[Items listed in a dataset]

--- start ---

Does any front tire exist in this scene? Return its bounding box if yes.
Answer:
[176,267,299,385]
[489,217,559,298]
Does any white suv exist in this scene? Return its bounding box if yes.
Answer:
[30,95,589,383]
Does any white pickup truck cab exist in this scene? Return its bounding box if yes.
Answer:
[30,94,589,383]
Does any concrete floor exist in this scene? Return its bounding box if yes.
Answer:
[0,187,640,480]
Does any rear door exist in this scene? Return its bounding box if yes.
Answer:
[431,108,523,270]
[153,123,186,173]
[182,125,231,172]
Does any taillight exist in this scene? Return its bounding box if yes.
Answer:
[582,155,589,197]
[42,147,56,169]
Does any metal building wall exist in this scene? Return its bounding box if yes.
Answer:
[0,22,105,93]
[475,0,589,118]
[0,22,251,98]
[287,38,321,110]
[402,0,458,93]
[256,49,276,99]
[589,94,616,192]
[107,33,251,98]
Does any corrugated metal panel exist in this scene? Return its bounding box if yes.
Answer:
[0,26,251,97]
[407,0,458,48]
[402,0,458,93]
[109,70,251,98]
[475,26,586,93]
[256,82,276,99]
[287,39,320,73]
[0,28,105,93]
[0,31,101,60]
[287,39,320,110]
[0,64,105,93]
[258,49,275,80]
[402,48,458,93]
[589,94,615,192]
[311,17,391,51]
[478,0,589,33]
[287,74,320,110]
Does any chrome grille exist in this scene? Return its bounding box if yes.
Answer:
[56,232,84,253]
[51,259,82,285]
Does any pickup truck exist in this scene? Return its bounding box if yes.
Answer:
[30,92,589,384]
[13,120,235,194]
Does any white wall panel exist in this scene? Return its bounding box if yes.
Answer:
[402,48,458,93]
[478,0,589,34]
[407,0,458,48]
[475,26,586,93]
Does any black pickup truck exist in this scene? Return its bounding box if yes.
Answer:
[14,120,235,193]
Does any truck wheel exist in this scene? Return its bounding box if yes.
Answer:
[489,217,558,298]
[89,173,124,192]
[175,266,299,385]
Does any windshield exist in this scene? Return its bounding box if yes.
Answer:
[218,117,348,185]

--- end ---

STATED TASK
Which lines of the records contain the word "truck" with matching case? Pick out those lines and copy each one.

TASK ANSWER
Does any white pickup truck cab exist in this scene? Return its bounding box if yes.
Does any pickup truck exist in this scene? Return its bounding box if yes.
Does any black pickup truck exist in this scene? Return its bounding box if yes.
Does any truck wheel exist in this scene? Return its bounding box if yes.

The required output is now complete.